YOUR OBJECTIVE: The complete listing should be restated word for word.

----

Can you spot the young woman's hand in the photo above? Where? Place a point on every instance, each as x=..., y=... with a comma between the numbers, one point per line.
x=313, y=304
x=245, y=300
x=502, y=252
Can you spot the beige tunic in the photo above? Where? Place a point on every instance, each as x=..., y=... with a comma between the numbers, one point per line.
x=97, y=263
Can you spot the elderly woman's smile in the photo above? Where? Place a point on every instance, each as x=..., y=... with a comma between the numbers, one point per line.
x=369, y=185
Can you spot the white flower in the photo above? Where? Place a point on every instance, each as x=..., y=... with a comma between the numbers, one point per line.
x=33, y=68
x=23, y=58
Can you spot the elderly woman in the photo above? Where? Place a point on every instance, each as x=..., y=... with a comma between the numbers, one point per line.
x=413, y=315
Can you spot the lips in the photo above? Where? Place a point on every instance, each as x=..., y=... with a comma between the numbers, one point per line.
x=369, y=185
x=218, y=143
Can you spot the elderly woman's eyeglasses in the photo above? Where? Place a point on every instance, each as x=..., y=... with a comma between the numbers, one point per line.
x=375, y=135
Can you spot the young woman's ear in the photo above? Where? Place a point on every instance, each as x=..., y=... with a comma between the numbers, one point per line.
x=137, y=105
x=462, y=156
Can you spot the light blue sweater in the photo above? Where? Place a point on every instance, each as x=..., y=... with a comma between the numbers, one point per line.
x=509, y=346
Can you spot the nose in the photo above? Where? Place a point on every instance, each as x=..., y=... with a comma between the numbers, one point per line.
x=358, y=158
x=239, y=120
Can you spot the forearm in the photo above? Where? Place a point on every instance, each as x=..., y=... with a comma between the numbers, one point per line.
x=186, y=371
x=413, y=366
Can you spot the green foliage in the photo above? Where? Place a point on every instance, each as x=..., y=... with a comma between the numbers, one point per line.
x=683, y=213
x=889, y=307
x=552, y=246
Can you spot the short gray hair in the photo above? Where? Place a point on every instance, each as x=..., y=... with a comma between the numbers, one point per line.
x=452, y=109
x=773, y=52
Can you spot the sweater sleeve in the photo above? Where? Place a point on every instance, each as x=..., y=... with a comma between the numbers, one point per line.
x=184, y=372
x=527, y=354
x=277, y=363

----

EXERCISE OUTPUT:
Can you spot the young woman's hand in the photo above? Where? Place a point on every instance, each as x=..., y=... with a comma between the numbers, one point per line.
x=313, y=304
x=245, y=300
x=502, y=252
Can you spot the beige tunic in the photo above? Where? Place a point on every instance, each as x=..., y=... with a comma between the numbers, one point per line.
x=97, y=263
Can you spot the elderly woman's smile in the photo above? Where? Place a point on every instance, each as x=..., y=... with a comma between the numbers, one point per line.
x=369, y=185
Can you spot the white flower in the photo above? Where? Place a point on every instance, each as x=..., y=... with a comma between the numbers, one point per line.
x=33, y=68
x=23, y=58
Can you spot the elderly woman in the photo above? Where? Place a point on every instance, each as x=..., y=... with a comma between the numbers, one point per line.
x=413, y=315
Can you spot the lips in the photo above? Where? Place a point on every instance, each as x=..., y=... with a comma between the numbers, one point per line.
x=369, y=185
x=218, y=143
Can you spot the elderly woman's eyeglasses in the photo above? Where? Place a point on every instance, each as x=..., y=... with a comma between the numbers, one point per line.
x=375, y=135
Can you spot the young woman's ear in the photo above? Where? Place a point on every instance, each as x=..., y=... with a comma between the numbers, one point per line.
x=137, y=105
x=462, y=156
Can you spot the light blue sweater in the photo above? Where? Place a point on every instance, each as x=..., y=... with a comma between the numbers, one point per line.
x=509, y=346
Can you spot the nose in the photo above? Where? Place a point on every instance, each as x=..., y=... with a comma between the numbers, one point per line.
x=358, y=158
x=239, y=120
Can you spot the forearm in the photo above? Where? Place a point on every instance, each as x=..., y=... with a comma between the numbers, one point per line.
x=186, y=371
x=413, y=366
Can you spot the green foliage in the photo above? Where? Place a point on every instance, each as x=..., y=... with a comma between the numbers, one point per line.
x=683, y=213
x=889, y=307
x=552, y=246
Can you spot the short gray hair in the photo above? Where? Place a point on every instance, each as x=..., y=... with a comma between the numbers, one point per line.
x=452, y=109
x=773, y=52
Can you spot the sweater sleeve in the photo above? Where? Place a point on every instance, each as x=..., y=... with a comma between the numbers, one point per line.
x=184, y=372
x=527, y=354
x=277, y=363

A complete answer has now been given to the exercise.